> **Entries shown**
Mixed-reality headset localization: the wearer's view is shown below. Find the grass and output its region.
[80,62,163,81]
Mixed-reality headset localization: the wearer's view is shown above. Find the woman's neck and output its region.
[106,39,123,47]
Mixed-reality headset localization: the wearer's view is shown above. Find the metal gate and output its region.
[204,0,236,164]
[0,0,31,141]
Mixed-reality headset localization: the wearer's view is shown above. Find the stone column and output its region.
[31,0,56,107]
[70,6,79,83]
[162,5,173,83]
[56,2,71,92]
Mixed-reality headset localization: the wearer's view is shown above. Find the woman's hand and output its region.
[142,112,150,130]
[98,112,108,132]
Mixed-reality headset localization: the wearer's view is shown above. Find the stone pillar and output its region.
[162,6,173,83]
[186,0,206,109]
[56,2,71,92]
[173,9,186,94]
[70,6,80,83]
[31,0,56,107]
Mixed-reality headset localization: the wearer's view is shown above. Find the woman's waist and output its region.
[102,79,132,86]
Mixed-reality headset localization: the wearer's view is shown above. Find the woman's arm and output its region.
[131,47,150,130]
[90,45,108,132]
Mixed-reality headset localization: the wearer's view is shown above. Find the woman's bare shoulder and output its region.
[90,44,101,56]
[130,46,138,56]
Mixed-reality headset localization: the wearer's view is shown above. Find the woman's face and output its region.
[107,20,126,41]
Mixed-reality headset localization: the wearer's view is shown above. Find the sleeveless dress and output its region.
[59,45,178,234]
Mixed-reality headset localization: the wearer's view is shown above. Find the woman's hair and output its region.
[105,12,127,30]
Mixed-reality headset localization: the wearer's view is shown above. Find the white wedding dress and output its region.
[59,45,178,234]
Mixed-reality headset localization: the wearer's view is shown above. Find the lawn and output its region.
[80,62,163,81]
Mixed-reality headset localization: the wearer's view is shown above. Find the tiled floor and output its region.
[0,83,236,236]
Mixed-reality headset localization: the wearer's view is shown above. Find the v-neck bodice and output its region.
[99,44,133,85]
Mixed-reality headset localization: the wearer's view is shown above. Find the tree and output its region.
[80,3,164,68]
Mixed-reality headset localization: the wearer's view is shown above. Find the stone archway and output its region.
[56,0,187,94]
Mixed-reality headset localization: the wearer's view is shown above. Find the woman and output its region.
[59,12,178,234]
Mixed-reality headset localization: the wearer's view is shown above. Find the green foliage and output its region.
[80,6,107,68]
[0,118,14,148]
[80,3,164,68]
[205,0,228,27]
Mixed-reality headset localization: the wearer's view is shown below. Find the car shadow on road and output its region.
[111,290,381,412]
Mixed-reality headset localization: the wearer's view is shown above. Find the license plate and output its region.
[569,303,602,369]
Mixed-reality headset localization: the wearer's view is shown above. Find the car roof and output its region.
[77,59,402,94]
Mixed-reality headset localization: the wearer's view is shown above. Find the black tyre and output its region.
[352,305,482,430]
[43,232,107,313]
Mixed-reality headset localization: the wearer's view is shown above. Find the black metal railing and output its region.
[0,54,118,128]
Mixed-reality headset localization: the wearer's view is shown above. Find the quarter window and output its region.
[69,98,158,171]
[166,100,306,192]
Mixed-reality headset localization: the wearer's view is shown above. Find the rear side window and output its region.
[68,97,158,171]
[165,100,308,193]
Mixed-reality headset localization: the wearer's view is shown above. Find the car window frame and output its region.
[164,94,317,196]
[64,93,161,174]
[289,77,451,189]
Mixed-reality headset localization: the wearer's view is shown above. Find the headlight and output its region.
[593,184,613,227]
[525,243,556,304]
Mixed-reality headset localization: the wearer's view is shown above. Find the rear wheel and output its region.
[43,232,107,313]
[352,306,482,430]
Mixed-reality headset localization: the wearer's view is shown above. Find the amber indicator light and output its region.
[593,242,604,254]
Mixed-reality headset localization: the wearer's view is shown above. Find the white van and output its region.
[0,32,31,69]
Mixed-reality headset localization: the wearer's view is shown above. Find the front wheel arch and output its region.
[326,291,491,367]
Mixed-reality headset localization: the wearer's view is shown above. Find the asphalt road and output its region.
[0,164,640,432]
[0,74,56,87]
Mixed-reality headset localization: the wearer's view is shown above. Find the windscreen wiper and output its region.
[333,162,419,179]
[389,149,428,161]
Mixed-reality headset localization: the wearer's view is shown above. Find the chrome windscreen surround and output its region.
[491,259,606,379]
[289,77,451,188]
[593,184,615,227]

> **What the task asks**
Arrange every line of the listing above as a numbered list, leaving out any blank lines.

> **Output**
1. Mixed-reality headset localization: the wearer's view is shown below. Find the grass and output its region.
2. [80,62,163,81]
3. Mixed-reality headset localization: the wearer's view is shown above. Find the woman's neck and output its region.
4. [106,39,123,47]
5. Mixed-reality headset localization: the wearer's view is shown above. Find the metal gate and output its region.
6. [204,0,236,164]
7. [0,0,31,141]
8. Mixed-reality headset localization: the wearer's view is shown above. Find the stone column and output its region.
9. [31,0,56,107]
10. [70,6,79,83]
11. [162,5,173,83]
12. [56,2,71,92]
13. Mixed-reality headset localization: the wearer's view is shown above. Find the woman's hand and output its region.
14. [142,112,150,130]
15. [98,112,108,132]
16. Mixed-reality headset localization: the wearer's view is shown above. Find the stone pillar and output its region.
17. [162,6,173,83]
18. [186,0,206,109]
19. [56,2,71,92]
20. [173,9,186,94]
21. [70,6,80,83]
22. [31,0,56,107]
23. Mixed-reality headset localization: the wearer's view is shown above. Find the woman's waist and output its region.
24. [102,79,132,86]
25. Mixed-reality headset localization: the wearer's view is shown above. Find the woman's arm and output its region.
26. [131,47,150,130]
27. [90,45,108,132]
28. Mixed-reality headset localization: the wearer's view is shown above. Find the woman's bare shoulder and output its region.
29. [90,44,101,56]
30. [130,46,138,56]
31. Mixed-reality headset localization: the wearer's view is shown above. Find the woman's face and output its region.
32. [107,20,126,41]
33. Mixed-reality headset localization: the wearer's view is shown above. Find the sleeveless dress and output its region.
34. [59,45,178,234]
35. Mixed-reality headset localization: the wearer's view is shown above. Find the woman's hair and output its region.
36. [105,12,127,30]
37. Mixed-reality headset localization: the wearer's view is shown above. Find the white wedding dress and output its region.
38. [59,45,178,234]
39. Mixed-reality headset localization: the wearer's view is shown above. Find the lawn and output its region.
40. [80,62,163,81]
41. Mixed-reality headset localization: the wearer's view is shown above. Find the tiled floor and output its region.
42. [0,83,236,236]
43. Mixed-reality headset localization: the wearer's view is shown above. Find the v-neck bodice and output its region.
44. [99,44,133,85]
45. Mixed-reality headset localization: the wearer's view is shown above. Find the tree and output its region.
46. [80,3,164,68]
47. Mixed-reality headset localization: the wearer's view is shown above. Find the stone archway and output its region.
48. [56,0,187,94]
49. Mixed-reality headset localization: the wearer's view is shown above. Find the woman and output its region.
50. [59,12,178,234]
51. Mixed-reality headset localization: the wearer's view is shown above. Find the green foliage and output its region.
52. [80,6,107,68]
53. [0,118,14,148]
54. [80,3,164,68]
55. [205,0,228,27]
56. Mixed-reality headset localization: the wearer's view is shown below. Find the car shadow on road and output its region.
57. [111,290,381,412]
58. Mixed-reality headset localization: the wearer's view is shown above. Find the license plate and output its region.
59. [569,303,602,369]
60. Mixed-reality headset localization: the wearer's view is shown above. Find the car roof and output its region.
61. [77,59,402,94]
62. Mixed-reality headset localization: the wearer's view is shown above. Find the black tyre and output its region.
63. [352,305,482,430]
64. [43,232,107,313]
65. Mixed-reality headset localization: the wearer's view is shown above. Find the black metal railing and output its region.
66. [0,54,118,128]
67. Mixed-reality headset localization: the wearer's view is shown above. Find the quarter window and output its region.
68. [69,98,158,171]
69. [166,100,306,192]
70. Mixed-reality headset localization: the wearer's view is shown above. Find the rear side window and output its region.
71. [68,97,158,171]
72. [165,100,308,193]
73. Mixed-reality headset localization: the wearer's view is shown above. Find the car window frame and output its region.
74. [164,94,317,196]
75. [64,93,161,174]
76. [289,77,451,189]
77. Mixed-reality headset localization: the wearer's view is shown above. Find the headlight and output its region.
78. [593,184,613,227]
79. [525,243,556,304]
80. Mixed-reality headset localization: the wearer's view is shown above. Find the rear wheel and output its region.
81. [43,232,107,313]
82. [352,306,482,430]
83. Mixed-reality headset localization: the wearer's view is shown above. Find the amber indicator light and output its region.
84. [593,242,604,254]
85. Mixed-reality headset localization: the wearer's view is shown above. Find the white van and output its region.
86. [0,32,31,69]
87. Mixed-reality headset localization: the wearer's view is shown above. Find the front wheel arch and output its region.
88. [326,291,491,367]
89. Mixed-reality headset localization: the wearer's view is shown above. Find the asphalt road and output its region.
90. [0,164,640,432]
91. [0,74,56,87]
92. Mixed-reality headset localization: the wearer's view is shown above. Find the windscreen wiper and output its region.
93. [333,162,419,179]
94. [389,149,428,161]
95. Mixed-reality headset localization: the wearer's view is shown above. Find the chrome windscreen surround and output its region.
96. [491,259,606,379]
97. [289,77,451,188]
98. [593,184,615,227]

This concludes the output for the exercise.